Jeff thinks there are things that need to be added to the WebTrust requirements for cloud based services, and he sees two paths forward. Path 1 would be for the Forum to come up with the additional criteria needed (like it did with the Network Security Requirements) and then WebTrust would wrap the audit criteria around it, and Path 2 would be to find another publicly available framework that could be adopted by the WebTrust Task Force and let the Forum respond to where it falls short, then put that those additional criteria in the WebTrust for CAs document or have some addition to the BRs document, or a blend of the two. Getting started is the hard part.
Don Sheehy of the WebTrust Task Force said it comes down to both the auditing process and the measurement criteria. On the auditing process, WebTrust has always been what’s called an “inclusive approach” so you’re not allowed to carve out a third party like you can on a SOC 1 or 2 report. The issuance of the seal has always been a process where the auditor has covered the complete length of the process. In doing that the auditor would have to be able to get satisfaction that the auditor of the other service providers did a good job, and each firm has its own rules on that. The toughest thing might be getting an actual assertion from that third party auditor who was not under contract to the WebTrust auditor with respect to the controls being operated. That’s something auditors can address in the audit world.
In the measurement world Don agreed with the prior statements – it’s been brought up many times but without resolution because of different priorities within the Forum. Don’s understanding was that there were issues in the BRs as they stood today with respect to the cloud, as the BRs were developed more for the non-cloud environment. In terms of any development of measurements, if we were to go to a different framework for cloud computing the WebTrust Task Force could get comments from the Forum members as to whether they think the framework language is appropriate or not, but we want to avoid the scenario we just finished with the new requirements on key destruction, etc. where the Task Force could not get a Forum vote because it came from outside the Forum (but the Task Force did get useful comments and was able to incorporate them in the new WebTrust requirements). On how to move forward on whether the BRs need to be modified for cloud services, it might make sense to have the auditors and Forum members work in a cloud group to come up with criteria and controls that will be acceptable to the members and can quickly be put into audit criteria.
Kirk asked the members if they wanted to assign this task either to an existing Forum working group or create a new working group. Tim pointed out there’s a lot currently happening in the Network Security WG around how to deal with remote locations, how to have a High Security Zone that is geographically distributed, etc., so this is a closely related topic. A separate cloud services WG would have to work closely with the Network Security WG. Arno said it would be good to have more information about the use cases – for example, are we drafting requirements to allow the HSM to be placed in the cloud anywhere in the world, or something else? It would be easier to draft new criteria if we are clearer on the use cases we are addressing.

- - - - -

▸ STATED EXERCISE A:
Answer these questions using the WebTrust discussion:
(i) What term describes the approach WebTrust has always taken to the auditing process?
(ii) Which Forum working group is already dealing with remote locations and a geographically distributed High Security Zone?
(iii) According to Arno, what would make it easier to draft new criteria?
The WebTrust discussion has no connection to the entries.

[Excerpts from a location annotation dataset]
- - - - -

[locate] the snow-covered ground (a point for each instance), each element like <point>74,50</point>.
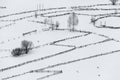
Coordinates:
<point>85,54</point>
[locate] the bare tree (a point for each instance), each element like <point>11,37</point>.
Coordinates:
<point>36,14</point>
<point>114,2</point>
<point>45,21</point>
<point>16,52</point>
<point>93,20</point>
<point>72,21</point>
<point>26,45</point>
<point>57,25</point>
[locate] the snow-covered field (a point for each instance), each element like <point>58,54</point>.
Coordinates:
<point>88,53</point>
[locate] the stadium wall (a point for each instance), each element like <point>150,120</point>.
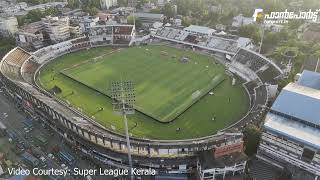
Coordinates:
<point>53,111</point>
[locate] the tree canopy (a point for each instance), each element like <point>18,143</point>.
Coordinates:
<point>251,139</point>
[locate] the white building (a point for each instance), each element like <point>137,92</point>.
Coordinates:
<point>106,4</point>
<point>291,136</point>
<point>8,25</point>
<point>202,30</point>
<point>57,28</point>
<point>87,22</point>
<point>240,20</point>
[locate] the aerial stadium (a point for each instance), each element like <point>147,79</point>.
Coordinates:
<point>193,92</point>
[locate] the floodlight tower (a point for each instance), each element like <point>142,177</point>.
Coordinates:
<point>123,99</point>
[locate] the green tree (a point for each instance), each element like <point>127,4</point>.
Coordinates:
<point>186,21</point>
<point>251,139</point>
<point>137,20</point>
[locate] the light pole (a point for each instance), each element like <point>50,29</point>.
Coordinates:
<point>123,99</point>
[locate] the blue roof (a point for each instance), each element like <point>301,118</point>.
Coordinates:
<point>300,102</point>
<point>310,79</point>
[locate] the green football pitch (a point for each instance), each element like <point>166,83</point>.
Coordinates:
<point>170,94</point>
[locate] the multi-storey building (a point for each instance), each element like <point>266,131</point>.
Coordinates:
<point>8,26</point>
<point>57,28</point>
<point>291,136</point>
<point>106,4</point>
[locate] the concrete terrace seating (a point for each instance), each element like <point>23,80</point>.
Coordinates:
<point>17,57</point>
<point>28,69</point>
<point>13,61</point>
<point>265,69</point>
<point>122,30</point>
<point>269,74</point>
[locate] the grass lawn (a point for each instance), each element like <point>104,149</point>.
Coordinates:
<point>165,88</point>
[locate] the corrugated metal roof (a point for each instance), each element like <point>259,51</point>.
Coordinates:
<point>293,130</point>
<point>300,102</point>
<point>310,79</point>
<point>200,29</point>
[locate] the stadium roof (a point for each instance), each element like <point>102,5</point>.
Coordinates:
<point>149,15</point>
<point>200,29</point>
<point>293,130</point>
<point>300,102</point>
<point>310,79</point>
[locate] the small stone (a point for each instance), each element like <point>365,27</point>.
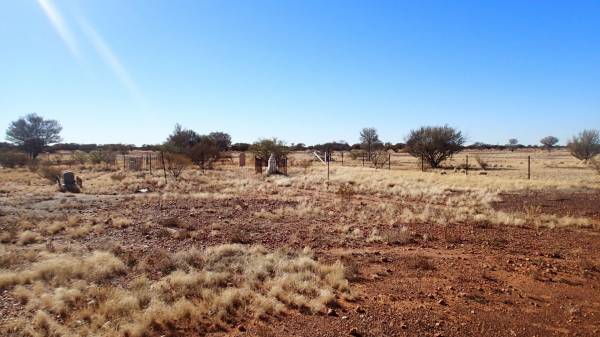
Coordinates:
<point>354,332</point>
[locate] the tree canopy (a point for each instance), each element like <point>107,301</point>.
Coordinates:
<point>434,143</point>
<point>33,133</point>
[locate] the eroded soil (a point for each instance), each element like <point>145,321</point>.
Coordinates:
<point>447,280</point>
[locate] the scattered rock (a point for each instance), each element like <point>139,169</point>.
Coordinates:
<point>354,332</point>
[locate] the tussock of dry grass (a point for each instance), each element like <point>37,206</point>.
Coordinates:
<point>219,285</point>
<point>60,268</point>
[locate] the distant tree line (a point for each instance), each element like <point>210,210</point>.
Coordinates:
<point>32,134</point>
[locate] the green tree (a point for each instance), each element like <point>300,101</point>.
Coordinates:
<point>434,143</point>
<point>585,145</point>
<point>33,133</point>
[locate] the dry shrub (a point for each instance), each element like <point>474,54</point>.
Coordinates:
<point>169,221</point>
<point>305,164</point>
<point>345,192</point>
<point>481,162</point>
<point>400,236</point>
<point>121,222</point>
<point>419,262</point>
<point>48,172</point>
<point>118,176</point>
<point>29,237</point>
<point>12,159</point>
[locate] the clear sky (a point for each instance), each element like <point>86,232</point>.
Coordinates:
<point>304,71</point>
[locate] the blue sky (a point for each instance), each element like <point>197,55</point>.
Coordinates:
<point>303,71</point>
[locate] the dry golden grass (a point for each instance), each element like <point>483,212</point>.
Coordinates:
<point>67,290</point>
<point>219,285</point>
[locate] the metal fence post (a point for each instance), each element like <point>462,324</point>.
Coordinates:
<point>327,168</point>
<point>162,159</point>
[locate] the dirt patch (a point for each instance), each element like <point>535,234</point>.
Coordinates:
<point>561,203</point>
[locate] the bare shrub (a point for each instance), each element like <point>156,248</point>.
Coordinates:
<point>549,142</point>
<point>175,163</point>
<point>379,158</point>
<point>586,145</point>
<point>434,143</point>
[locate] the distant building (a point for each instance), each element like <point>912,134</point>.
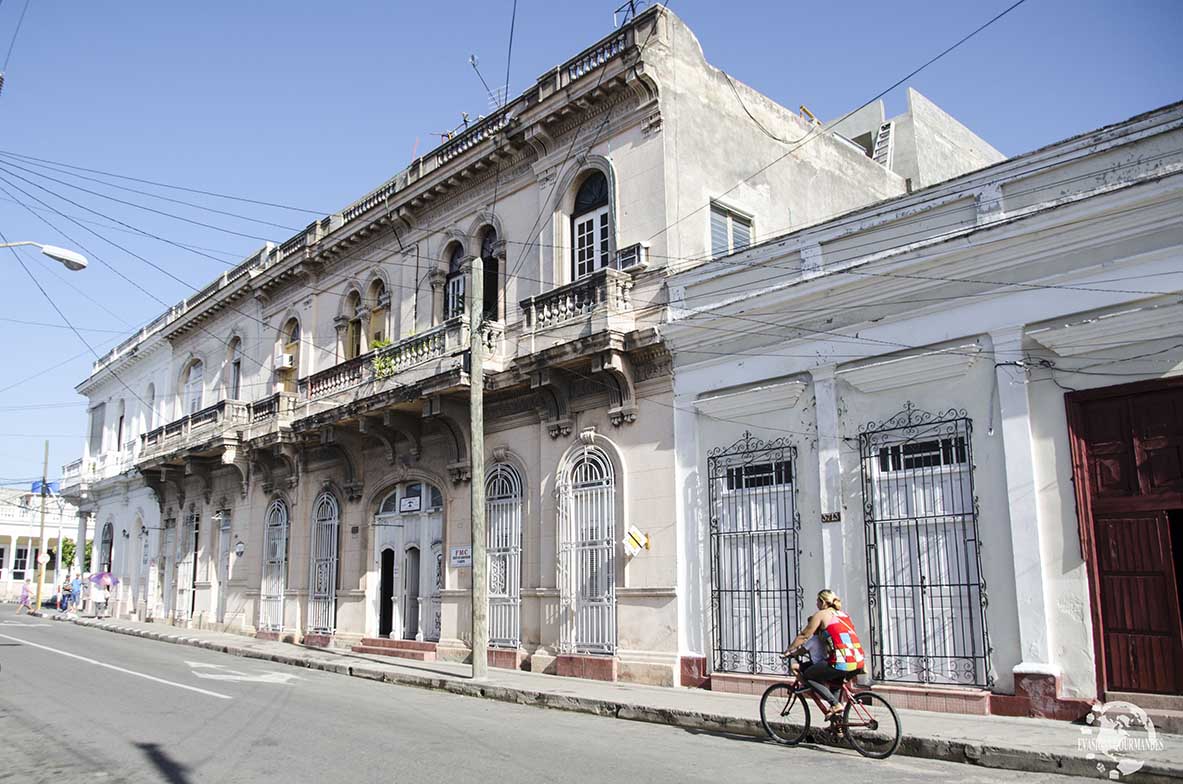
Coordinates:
<point>292,458</point>
<point>20,530</point>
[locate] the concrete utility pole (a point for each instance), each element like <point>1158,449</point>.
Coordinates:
<point>477,461</point>
<point>41,556</point>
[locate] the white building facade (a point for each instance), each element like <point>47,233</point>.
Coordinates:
<point>962,409</point>
<point>20,540</point>
<point>293,457</point>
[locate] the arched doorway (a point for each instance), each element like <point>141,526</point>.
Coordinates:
<point>409,525</point>
<point>386,594</point>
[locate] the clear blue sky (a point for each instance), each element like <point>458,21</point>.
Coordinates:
<point>314,104</point>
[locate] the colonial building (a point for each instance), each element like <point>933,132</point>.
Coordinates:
<point>289,447</point>
<point>962,409</point>
<point>20,540</point>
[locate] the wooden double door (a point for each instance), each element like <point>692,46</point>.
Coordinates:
<point>1127,459</point>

- - - - -

▸ STATED EXERCISE B: Rewrite the entries between the lines holding "[locate] the corrugated" and "<point>304,71</point>", inclusive, as a numbered list with blank lines dropped. Leave the pictures out.

▸ RIGHT ANSWER A:
(i) An "inclusive approach."
(ii) The Network Security WG.
(iii) Being clearer on the use cases being addressed.

▸ RIGHT ANSWER B:
1. [locate] the corrugated metal roof (a point for each instance), each element like <point>259,51</point>.
2. Coordinates:
3. <point>293,130</point>
4. <point>300,102</point>
5. <point>310,79</point>
6. <point>200,29</point>
7. [locate] the stadium roof (a point for each instance), each element like <point>102,5</point>.
8. Coordinates:
9. <point>149,15</point>
10. <point>200,29</point>
11. <point>293,130</point>
12. <point>300,102</point>
13. <point>310,79</point>
14. [locate] the small stone (a point for each instance), each element like <point>365,27</point>.
15. Coordinates:
16. <point>354,332</point>
17. [locate] the tree canopy (a point for each instance), each element like <point>107,301</point>.
18. Coordinates:
19. <point>434,143</point>
20. <point>33,133</point>
21. [locate] the eroded soil (a point for each instance), each element like <point>145,321</point>.
22. Coordinates:
23. <point>447,280</point>
24. [locate] the scattered rock (a point for each instance), each element like <point>139,169</point>.
25. Coordinates:
26. <point>354,332</point>
27. [locate] the tussock of dry grass (a point for each instance), each element like <point>37,206</point>.
28. Coordinates:
29. <point>219,285</point>
30. <point>60,268</point>
31. [locate] the distant tree line (a point for each instance), each element like <point>210,210</point>.
32. Coordinates:
33. <point>32,134</point>
34. [locate] the green tree (a point for each instance), each element like <point>300,101</point>.
35. Coordinates:
36. <point>434,143</point>
37. <point>585,145</point>
38. <point>33,133</point>
39. [locate] the dry shrub (a point for each instance), each element like <point>474,54</point>.
40. Coordinates:
41. <point>169,221</point>
42. <point>305,164</point>
43. <point>345,192</point>
44. <point>481,162</point>
45. <point>400,236</point>
46. <point>121,222</point>
47. <point>419,262</point>
48. <point>48,172</point>
49. <point>118,176</point>
50. <point>29,237</point>
51. <point>12,159</point>
52. [locate] the clear sky (a point for each instance), each element like <point>86,232</point>.
53. Coordinates:
54. <point>304,71</point>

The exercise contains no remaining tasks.